> Problem to work on
Convert each line of the items below into a Markdown table with the columns "Row" and "Line", numbering the rows and skipping blank lines. Omit the pictures.

── Dataset content ──

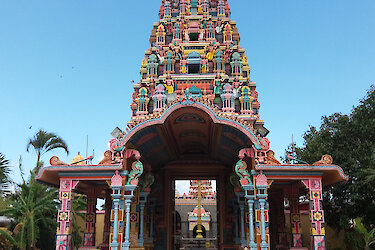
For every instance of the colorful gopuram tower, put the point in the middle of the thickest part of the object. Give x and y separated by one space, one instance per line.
195 116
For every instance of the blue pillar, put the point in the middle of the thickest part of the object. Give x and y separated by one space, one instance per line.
242 216
263 244
241 204
261 186
151 236
129 193
236 239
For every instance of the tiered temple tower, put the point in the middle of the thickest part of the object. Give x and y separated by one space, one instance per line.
195 54
195 115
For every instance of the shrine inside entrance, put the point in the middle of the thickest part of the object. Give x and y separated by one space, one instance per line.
195 116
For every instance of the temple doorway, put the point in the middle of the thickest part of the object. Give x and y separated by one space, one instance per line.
195 219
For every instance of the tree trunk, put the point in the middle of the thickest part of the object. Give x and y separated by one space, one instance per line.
37 161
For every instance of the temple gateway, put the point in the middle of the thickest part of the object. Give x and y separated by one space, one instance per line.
195 116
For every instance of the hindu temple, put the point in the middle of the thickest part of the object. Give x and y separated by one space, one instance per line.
195 116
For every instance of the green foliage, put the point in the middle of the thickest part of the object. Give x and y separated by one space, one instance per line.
4 173
350 140
368 236
43 142
6 239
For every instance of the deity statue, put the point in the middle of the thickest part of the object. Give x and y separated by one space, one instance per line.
210 33
183 65
201 34
177 31
219 60
169 61
236 63
218 82
219 27
152 65
187 38
204 65
169 84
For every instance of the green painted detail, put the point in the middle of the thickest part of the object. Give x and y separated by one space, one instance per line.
241 171
137 170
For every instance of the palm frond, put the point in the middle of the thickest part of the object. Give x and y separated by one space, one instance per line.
6 235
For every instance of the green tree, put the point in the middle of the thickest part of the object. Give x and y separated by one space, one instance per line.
79 204
44 142
4 173
6 239
350 140
368 236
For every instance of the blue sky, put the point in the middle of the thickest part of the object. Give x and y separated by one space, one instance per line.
66 66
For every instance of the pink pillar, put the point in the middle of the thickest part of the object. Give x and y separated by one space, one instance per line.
107 221
316 214
63 234
89 236
295 217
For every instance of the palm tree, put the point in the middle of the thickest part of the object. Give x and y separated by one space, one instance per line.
4 172
79 204
368 236
34 207
43 142
6 239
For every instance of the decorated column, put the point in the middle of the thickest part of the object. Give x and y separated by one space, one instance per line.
89 236
63 234
241 205
129 194
247 185
295 217
107 221
151 233
236 236
145 191
142 204
117 186
316 213
250 196
131 185
261 186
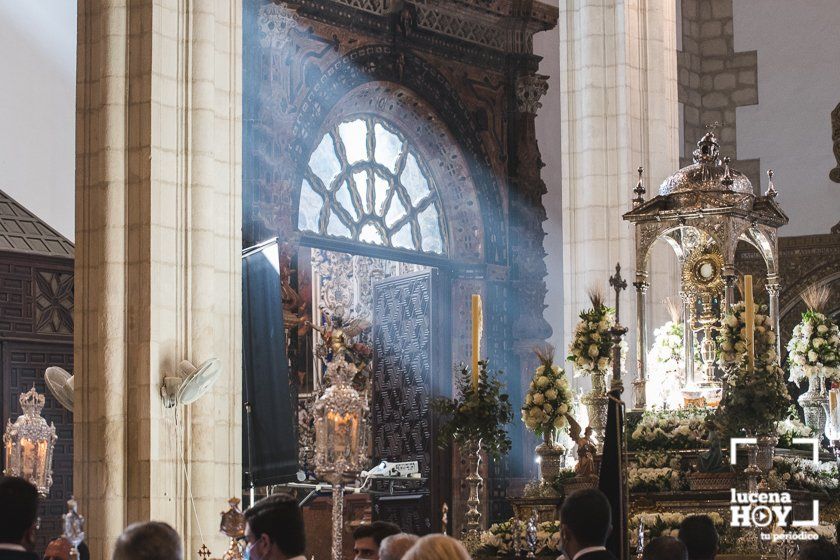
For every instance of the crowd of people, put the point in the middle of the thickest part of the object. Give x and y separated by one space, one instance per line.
274 530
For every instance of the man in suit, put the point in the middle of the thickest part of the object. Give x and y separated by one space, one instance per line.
150 540
18 519
700 537
665 548
367 538
585 523
274 529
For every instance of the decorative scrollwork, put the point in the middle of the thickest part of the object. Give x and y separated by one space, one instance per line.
834 174
529 89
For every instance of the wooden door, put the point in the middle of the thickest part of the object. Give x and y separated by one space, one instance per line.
410 369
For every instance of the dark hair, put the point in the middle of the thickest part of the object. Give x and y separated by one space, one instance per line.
150 540
700 537
819 549
18 508
279 517
377 530
665 548
587 514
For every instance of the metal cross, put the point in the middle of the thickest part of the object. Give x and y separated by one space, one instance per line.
618 283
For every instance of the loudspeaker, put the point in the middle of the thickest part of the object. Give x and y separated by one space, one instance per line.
269 416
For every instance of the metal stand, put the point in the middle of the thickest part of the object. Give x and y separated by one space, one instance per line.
472 519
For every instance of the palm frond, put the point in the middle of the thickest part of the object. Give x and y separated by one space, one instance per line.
816 297
674 307
596 296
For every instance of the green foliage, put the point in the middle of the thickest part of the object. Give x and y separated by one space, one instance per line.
474 415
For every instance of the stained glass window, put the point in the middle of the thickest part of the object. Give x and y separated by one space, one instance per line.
366 182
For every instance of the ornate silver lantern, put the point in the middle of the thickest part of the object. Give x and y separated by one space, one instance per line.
29 444
702 211
339 437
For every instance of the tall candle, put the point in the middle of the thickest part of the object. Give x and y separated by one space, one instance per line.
476 339
749 319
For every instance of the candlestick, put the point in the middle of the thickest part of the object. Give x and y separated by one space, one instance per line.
749 319
476 332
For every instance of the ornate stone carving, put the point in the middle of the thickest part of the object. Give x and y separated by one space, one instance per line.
53 302
275 21
529 89
834 174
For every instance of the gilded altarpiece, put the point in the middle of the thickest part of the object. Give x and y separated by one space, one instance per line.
458 82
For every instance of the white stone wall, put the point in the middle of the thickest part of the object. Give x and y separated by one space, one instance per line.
798 48
37 107
618 111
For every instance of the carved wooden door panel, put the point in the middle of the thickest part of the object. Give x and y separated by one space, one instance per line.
409 370
23 365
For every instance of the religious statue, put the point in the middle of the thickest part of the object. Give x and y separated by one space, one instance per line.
337 335
233 525
531 537
586 449
74 526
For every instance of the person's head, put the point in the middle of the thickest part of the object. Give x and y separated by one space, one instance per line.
819 549
665 548
585 520
437 547
274 529
394 547
151 540
368 537
698 534
58 549
18 512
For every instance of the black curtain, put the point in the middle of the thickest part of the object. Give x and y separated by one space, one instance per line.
611 480
269 416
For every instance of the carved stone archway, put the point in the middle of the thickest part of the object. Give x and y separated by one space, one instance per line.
466 65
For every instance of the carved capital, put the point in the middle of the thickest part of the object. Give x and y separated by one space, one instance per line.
529 89
642 287
275 21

───

> Written reply
| Row | Line |
|---|---|
| 1 | For every instance of the colorful gopuram tower, put the point in the middle of the thickest part of the object. Give x and y separated by one space, one instance per line. |
| 2 | 195 116 |
| 3 | For every instance of the blue pillar, put the point in the middle of the thickest part of the object. Give x and y separated by one space, one instance per line. |
| 4 | 242 216 |
| 5 | 263 244 |
| 6 | 241 204 |
| 7 | 261 186 |
| 8 | 151 236 |
| 9 | 129 193 |
| 10 | 236 239 |
| 11 | For every instance of the tiered temple tower, put the point in the middle of the thickest part of the object. Give x and y separated by one space, one instance per line. |
| 12 | 195 54 |
| 13 | 195 115 |
| 14 | For every instance of the shrine inside entrance, put the point in the middle of the thickest part of the object. Give x and y separated by one space, one instance per line. |
| 15 | 195 116 |
| 16 | For every instance of the temple doorway, put the point in the middle of the thickest part of the object. Give x and y separated by one space, one instance per line. |
| 17 | 195 219 |
| 18 | For every instance of the tree trunk, put the point in the middle of the thickest part of the object. Give x and y separated by one space, one instance per line. |
| 19 | 37 161 |
| 20 | For every instance of the temple gateway, put the point in the middle of the thickest part of the object. Give x and y separated by one space, one instance per line. |
| 21 | 195 116 |
| 22 | For every instance of the hindu temple, put the point in the middle of the thickest part of the object. Give x and y separated by one space, one instance per line. |
| 23 | 195 116 |
| 24 | For every instance of the green foliage, put the point in the middle of the thickest part of the object. Give x and y separated by one space, one instance per line. |
| 25 | 4 173 |
| 26 | 350 140 |
| 27 | 368 236 |
| 28 | 43 142 |
| 29 | 6 239 |
| 30 | For every instance of the deity statue, put the point in the middle of the thickest part of the object. Give x and y separated by one space, one instance per line. |
| 31 | 210 33 |
| 32 | 183 65 |
| 33 | 201 34 |
| 34 | 177 31 |
| 35 | 219 60 |
| 36 | 169 61 |
| 37 | 236 63 |
| 38 | 218 82 |
| 39 | 219 27 |
| 40 | 152 65 |
| 41 | 187 38 |
| 42 | 204 65 |
| 43 | 169 84 |
| 44 | For every instance of the green painted detail, put the point in the middle of the thickest part of the object. Give x and y separated by one space, one instance per line. |
| 45 | 241 171 |
| 46 | 137 170 |
| 47 | For every instance of the palm frond, put the point in the middle of the thickest part of the object. Give x and y separated by one space, one instance per line. |
| 48 | 6 235 |
| 49 | For every instance of the green tree, put the point in the middle of the thickest part of the object. Give x and y separated by one space, one instance per line. |
| 50 | 79 204 |
| 51 | 44 142 |
| 52 | 4 173 |
| 53 | 6 239 |
| 54 | 350 140 |
| 55 | 368 236 |
| 56 | For every instance of the blue sky, put the point in the middle of the thickest part of the object. Give x and y separated by one space, one instance per line. |
| 57 | 66 66 |
| 58 | For every instance of the pink pillar, put the point in the middle of the thickest part of the object. Give x and y separated by one space, one instance per line. |
| 59 | 107 221 |
| 60 | 316 214 |
| 61 | 63 234 |
| 62 | 89 236 |
| 63 | 295 217 |
| 64 | For every instance of the palm tree, put the point in the middle of the thickest part of the object. Give x and y separated by one space, one instance per line. |
| 65 | 4 172 |
| 66 | 79 204 |
| 67 | 368 236 |
| 68 | 34 207 |
| 69 | 43 142 |
| 70 | 6 239 |
| 71 | For every instance of the decorated column, put the point in the middle of the thickest part of the object. Give x and y separated by one space, one instance per line. |
| 72 | 89 236 |
| 73 | 63 234 |
| 74 | 241 205 |
| 75 | 129 194 |
| 76 | 247 185 |
| 77 | 295 217 |
| 78 | 107 221 |
| 79 | 151 233 |
| 80 | 236 236 |
| 81 | 145 191 |
| 82 | 142 204 |
| 83 | 117 186 |
| 84 | 316 213 |
| 85 | 250 196 |
| 86 | 131 185 |
| 87 | 261 186 |
| 88 | For every instance of the crowd of people, put the point in the middle of the thickest part of the object. Give x and y separated by one space, one instance per line. |
| 89 | 274 530 |
| 90 | For every instance of the man in suit, put the point in the middle of the thickest part of the object. Give x and y separated by one space, one instance per line. |
| 91 | 150 540 |
| 92 | 18 519 |
| 93 | 700 537 |
| 94 | 665 548 |
| 95 | 367 538 |
| 96 | 585 523 |
| 97 | 274 529 |
| 98 | For every instance of the decorative scrollwork, put the point in the middle of the thickest part of the object. Give x and y separated by one space, one instance per line. |
| 99 | 834 174 |
| 100 | 529 89 |
| 101 | For every instance of the wooden door, put the point in the middle of the thickest part of the object. Give x and y separated by one space, one instance per line. |
| 102 | 410 369 |
| 103 | For every instance of the dark hair, put the point in the middle of the thickest part of the object. Give x and y separated by one space, one instance per line. |
| 104 | 150 540 |
| 105 | 700 537 |
| 106 | 819 549 |
| 107 | 18 508 |
| 108 | 279 517 |
| 109 | 377 530 |
| 110 | 665 548 |
| 111 | 587 514 |
| 112 | For every instance of the metal cross, put the point in the middle of the thickest part of the object. Give x and y separated by one space, one instance per line. |
| 113 | 618 283 |
| 114 | For every instance of the loudspeaker, put the point in the middle of the thickest part of the object. Give x and y separated by one space, one instance per line. |
| 115 | 269 416 |
| 116 | For every instance of the metal stand, put the point in the middle of the thickest part of the object. Give x and y separated by one space, one instance per line. |
| 117 | 472 519 |
| 118 | For every instance of the palm frond, put the point in the middle of the thickest part of the object. Give x and y separated by one space, one instance per line. |
| 119 | 816 297 |
| 120 | 674 307 |
| 121 | 596 296 |
| 122 | For every instance of the green foliage, put the point in the middle of the thickest part of the object. Give x and y separated by one space, one instance per line. |
| 123 | 474 415 |
| 124 | For every instance of the stained glass window, put the point in the middle of the thickest part of the object. Give x and y separated by one space, one instance per line. |
| 125 | 366 182 |
| 126 | For every instance of the ornate silver lantern, put the point in the middle of the thickest part of the object. Give x and y separated by one space, one instance per line. |
| 127 | 29 444 |
| 128 | 702 211 |
| 129 | 339 437 |
| 130 | For every instance of the tall candle, put the point in the middle of the thickest part of the object. Give x and y separated by one space, one instance per line. |
| 131 | 476 339 |
| 132 | 749 319 |
| 133 | For every instance of the candlestick, put the point in the middle of the thickest part of the object. Give x and y separated by one space, one instance per line. |
| 134 | 749 319 |
| 135 | 476 332 |
| 136 | For every instance of the ornate stone carving, put the point in the middle of the thickest part of the object. Give x and y separated by one space, one instance per line. |
| 137 | 53 302 |
| 138 | 275 21 |
| 139 | 529 89 |
| 140 | 834 174 |
| 141 | For every instance of the gilded altarpiece, put the point in the middle of the thickest part of the object. Give x and y separated by one space, one instance per line. |
| 142 | 458 82 |
| 143 | For every instance of the white stone wall, put the point in the middle of the thickest part of the object. Give x and y separated by one space, one instance per line. |
| 144 | 798 48 |
| 145 | 37 107 |
| 146 | 618 111 |
| 147 | For every instance of the carved wooden door panel, put the point in the middle of the thickest part of the object. Give x and y separated by one space, one instance per line. |
| 148 | 409 370 |
| 149 | 23 365 |
| 150 | For every instance of the religious statue, put the point in the middle of the thickest part of the object. Give x and y separated by one space, one instance per line. |
| 151 | 337 335 |
| 152 | 233 525 |
| 153 | 531 537 |
| 154 | 586 449 |
| 155 | 74 526 |
| 156 | For every instance of the person's head, put the point in the middle of the thickest part of the object. Give x and y separated by one space, one instance per line. |
| 157 | 819 549 |
| 158 | 665 548 |
| 159 | 585 520 |
| 160 | 437 547 |
| 161 | 274 529 |
| 162 | 394 547 |
| 163 | 151 540 |
| 164 | 368 537 |
| 165 | 698 534 |
| 166 | 58 549 |
| 167 | 18 512 |
| 168 | For every instance of the black curtain, put the point in the middle of the thickest part of the object. Give x and y separated by one space, one instance per line. |
| 169 | 611 480 |
| 170 | 269 416 |
| 171 | For every instance of the carved stone archway, put the point in the middle of the thickest part of the object. Give x and y separated by one space, one instance per line. |
| 172 | 466 65 |
| 173 | For every instance of the carved capital, put the point in the middle of the thickest part of the object. Give x and y separated by one space, one instance per line. |
| 174 | 529 89 |
| 175 | 642 287 |
| 176 | 275 21 |